Task to complete:
Whenever the string "pick" appears in a line below, please copy the line out.

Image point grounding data
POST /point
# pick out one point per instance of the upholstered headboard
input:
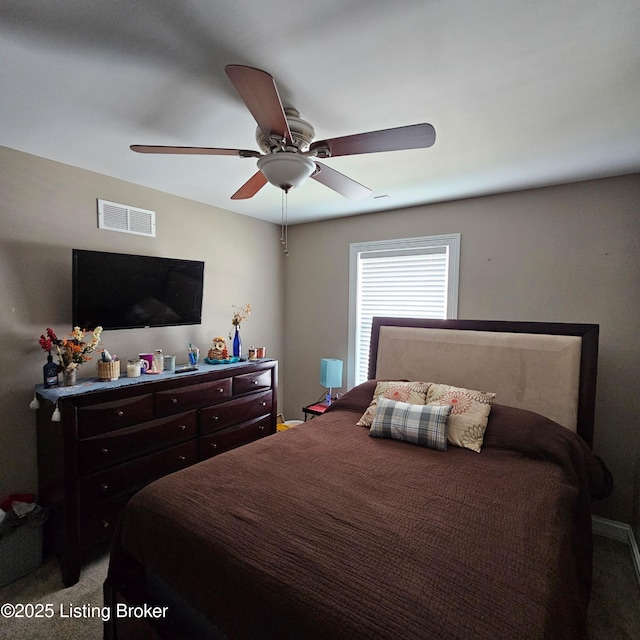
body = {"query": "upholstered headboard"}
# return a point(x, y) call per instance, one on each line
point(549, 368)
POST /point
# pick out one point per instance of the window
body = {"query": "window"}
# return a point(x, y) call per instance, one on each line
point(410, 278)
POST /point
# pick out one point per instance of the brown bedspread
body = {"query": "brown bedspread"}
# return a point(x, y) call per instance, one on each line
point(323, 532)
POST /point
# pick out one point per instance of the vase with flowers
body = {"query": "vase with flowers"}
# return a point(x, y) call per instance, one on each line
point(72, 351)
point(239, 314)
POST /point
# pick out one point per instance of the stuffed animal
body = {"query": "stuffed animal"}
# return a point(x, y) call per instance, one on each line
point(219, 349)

Output:
# pick out one point per instance of the upholstered headboard
# pick out one point per instance of the window
# pick out one point per instance of the brown bedspread
# pick out one point per instance of the vase with flowers
# pick out one point per instance of the stuffed animal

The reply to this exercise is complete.